Records from a data source
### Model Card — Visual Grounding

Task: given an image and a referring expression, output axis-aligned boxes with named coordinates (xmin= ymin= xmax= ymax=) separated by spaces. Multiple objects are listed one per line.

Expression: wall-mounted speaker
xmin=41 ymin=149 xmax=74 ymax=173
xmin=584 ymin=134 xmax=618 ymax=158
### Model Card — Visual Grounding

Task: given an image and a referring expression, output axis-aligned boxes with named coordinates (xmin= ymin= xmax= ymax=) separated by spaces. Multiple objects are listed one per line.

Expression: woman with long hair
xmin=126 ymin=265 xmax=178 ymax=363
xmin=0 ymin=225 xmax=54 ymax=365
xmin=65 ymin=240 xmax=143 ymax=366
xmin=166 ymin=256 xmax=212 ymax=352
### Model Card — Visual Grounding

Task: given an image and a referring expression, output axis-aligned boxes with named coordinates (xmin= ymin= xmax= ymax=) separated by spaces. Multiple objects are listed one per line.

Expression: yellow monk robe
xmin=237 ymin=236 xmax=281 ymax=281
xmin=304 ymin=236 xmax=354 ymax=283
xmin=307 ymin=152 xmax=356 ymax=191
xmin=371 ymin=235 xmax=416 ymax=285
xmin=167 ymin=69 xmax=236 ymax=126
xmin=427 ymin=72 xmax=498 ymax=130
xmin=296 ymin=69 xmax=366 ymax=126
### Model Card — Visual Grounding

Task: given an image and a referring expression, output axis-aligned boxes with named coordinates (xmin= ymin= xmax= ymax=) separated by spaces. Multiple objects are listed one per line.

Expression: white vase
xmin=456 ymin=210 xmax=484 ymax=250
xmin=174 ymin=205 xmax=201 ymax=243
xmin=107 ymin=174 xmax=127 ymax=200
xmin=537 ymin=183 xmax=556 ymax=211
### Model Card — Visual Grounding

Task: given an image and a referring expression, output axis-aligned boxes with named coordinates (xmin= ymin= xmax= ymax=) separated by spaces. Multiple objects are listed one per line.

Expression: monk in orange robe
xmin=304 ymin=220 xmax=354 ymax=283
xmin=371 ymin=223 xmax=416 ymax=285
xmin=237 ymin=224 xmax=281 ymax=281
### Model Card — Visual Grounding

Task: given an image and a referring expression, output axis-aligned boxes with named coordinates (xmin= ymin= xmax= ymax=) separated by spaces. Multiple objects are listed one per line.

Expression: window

* [What the task requires]: Please extract exactly, and only, the lines from the line containing "Expression: monk in orange robe" through the last line of the records.

* [Written answer]:
Expression: monk in orange robe
xmin=304 ymin=220 xmax=354 ymax=283
xmin=371 ymin=223 xmax=416 ymax=285
xmin=237 ymin=224 xmax=281 ymax=281
### Model Card — Visual Grounding

Task: given an image and a referring expression, output axis-aligned boxes with named coordinates (xmin= ymin= xmax= ymax=) separated by spaces. Multiple objects are listed one per line.

Expression: window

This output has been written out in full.